**ASSIGNED TASK**
Return all of the data that follows precisely, leaving every image out.

* * * * * * *

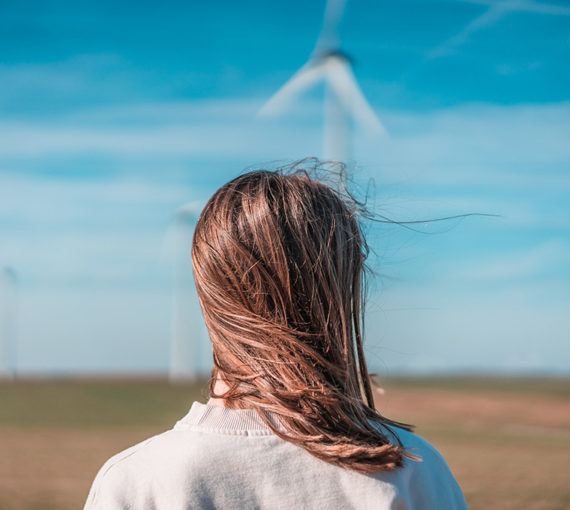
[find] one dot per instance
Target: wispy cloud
(496, 10)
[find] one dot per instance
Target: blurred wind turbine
(187, 330)
(8, 310)
(344, 101)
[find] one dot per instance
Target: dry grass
(507, 441)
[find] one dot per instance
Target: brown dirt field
(508, 450)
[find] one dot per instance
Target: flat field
(506, 440)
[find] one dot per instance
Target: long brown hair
(279, 259)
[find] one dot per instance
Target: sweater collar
(222, 419)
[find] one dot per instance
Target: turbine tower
(8, 310)
(344, 101)
(187, 323)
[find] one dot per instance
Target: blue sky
(113, 115)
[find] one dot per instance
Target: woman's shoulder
(129, 474)
(431, 483)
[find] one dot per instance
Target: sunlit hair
(279, 259)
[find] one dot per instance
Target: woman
(279, 259)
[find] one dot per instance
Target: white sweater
(220, 458)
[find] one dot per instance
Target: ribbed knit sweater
(220, 458)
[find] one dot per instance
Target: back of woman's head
(279, 260)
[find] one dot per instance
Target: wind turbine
(344, 101)
(187, 329)
(8, 306)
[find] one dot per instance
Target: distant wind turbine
(344, 101)
(187, 330)
(8, 311)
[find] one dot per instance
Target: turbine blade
(307, 76)
(344, 83)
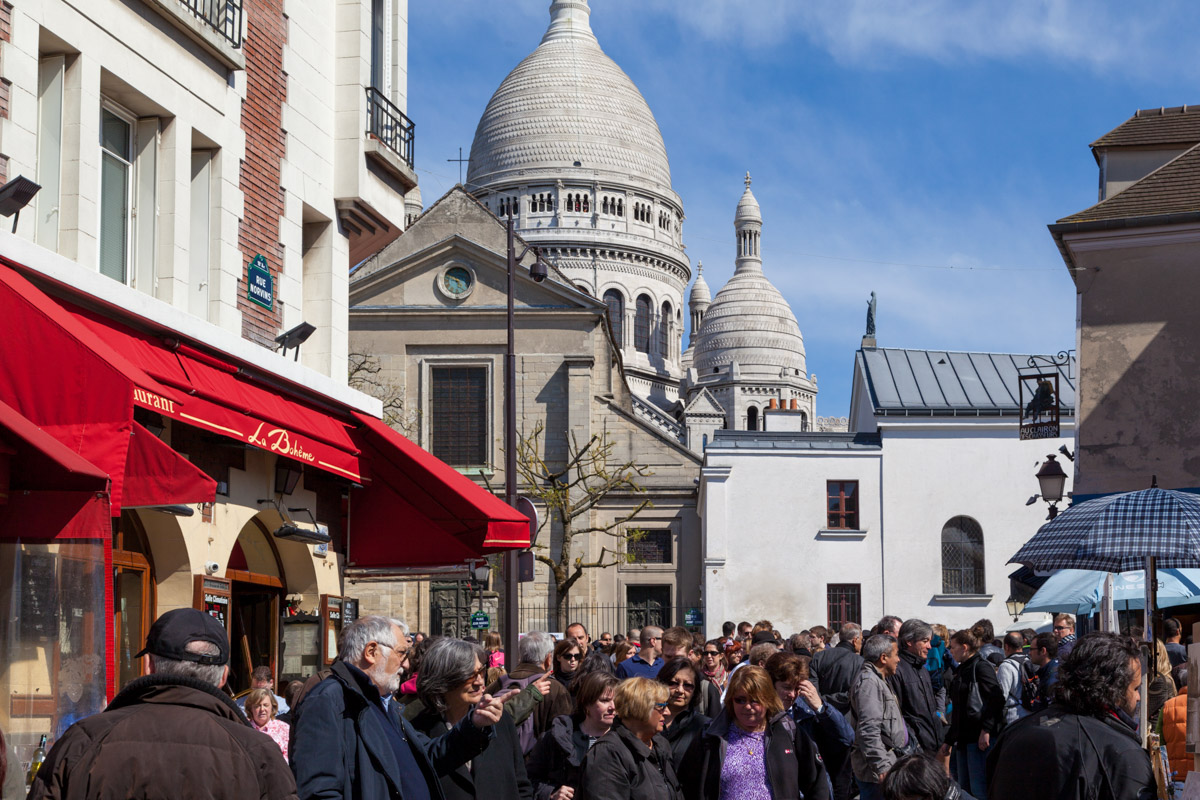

* * * * * * *

**EXERCISE ANSWER**
[find] one dot per instance
Target: wispy cloud
(496, 10)
[find] one dot per instance
Target: blurred wind turbine
(187, 330)
(8, 310)
(344, 101)
[find] one dot per instance
Target: dry grass
(507, 441)
[find] one dot per instance
Target: brown dirt field
(508, 450)
[find] one dot per instance
Target: flat field
(506, 440)
[find] one dot per instance
Target: long brown hair
(279, 259)
[find] one dot per instance
Target: sweater collar
(222, 419)
[find] one dot per instance
Target: turbine tower
(8, 310)
(344, 101)
(187, 323)
[find] one dot per instance
Target: blue sky
(113, 115)
[find] one dot per instance
Target: woman's shoulder
(129, 474)
(431, 483)
[find] one dot per instance
Target: sunlit hair
(279, 259)
[find] one dot per instance
Target: woman
(279, 259)
[find] one dot per instance
Target: white sweater
(220, 458)
[find] one dot per instance
Target: ribbed knit sweater
(220, 458)
[find] one dot per instance
Target: back of woman's head
(279, 260)
[find] one dot per instance
Target: wind turbine
(344, 101)
(187, 329)
(8, 306)
[find] one dot per instance
Target: distant wind turbine
(344, 101)
(187, 330)
(8, 311)
[find] one dot per instance
Target: turbine blade
(307, 76)
(344, 83)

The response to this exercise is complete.